### Problem to work on
Examine each line of the data, and copy the ones containing "rectangular".

### Study material
Content starts
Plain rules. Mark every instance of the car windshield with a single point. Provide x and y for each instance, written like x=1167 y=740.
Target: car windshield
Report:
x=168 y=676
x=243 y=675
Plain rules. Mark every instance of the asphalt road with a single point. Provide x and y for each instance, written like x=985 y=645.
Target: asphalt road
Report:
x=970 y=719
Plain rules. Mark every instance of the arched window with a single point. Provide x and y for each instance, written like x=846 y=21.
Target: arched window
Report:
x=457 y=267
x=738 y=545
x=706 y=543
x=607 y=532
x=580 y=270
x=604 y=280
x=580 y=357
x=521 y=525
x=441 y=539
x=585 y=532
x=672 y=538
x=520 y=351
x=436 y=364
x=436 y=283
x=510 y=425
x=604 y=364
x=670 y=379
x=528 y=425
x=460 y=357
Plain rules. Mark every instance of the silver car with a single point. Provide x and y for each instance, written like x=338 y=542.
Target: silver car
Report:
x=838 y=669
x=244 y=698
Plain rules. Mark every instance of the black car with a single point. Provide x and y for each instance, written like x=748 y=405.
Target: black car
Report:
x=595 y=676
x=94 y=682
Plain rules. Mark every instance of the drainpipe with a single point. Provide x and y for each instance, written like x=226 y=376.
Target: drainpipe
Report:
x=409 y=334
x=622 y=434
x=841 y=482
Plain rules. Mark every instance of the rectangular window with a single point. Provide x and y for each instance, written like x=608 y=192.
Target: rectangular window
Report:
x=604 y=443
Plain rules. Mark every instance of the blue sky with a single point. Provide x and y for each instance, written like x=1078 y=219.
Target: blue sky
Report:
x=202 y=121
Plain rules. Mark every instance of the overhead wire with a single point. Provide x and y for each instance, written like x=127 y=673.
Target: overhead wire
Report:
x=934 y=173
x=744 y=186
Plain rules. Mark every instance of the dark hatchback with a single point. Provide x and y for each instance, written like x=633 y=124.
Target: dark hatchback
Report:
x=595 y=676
Content ends
### Answer to this task
Plain rules. Mark every instance of the rectangular window with a single point. Provide x and y for each instance, written like x=608 y=192.
Target: rectangular window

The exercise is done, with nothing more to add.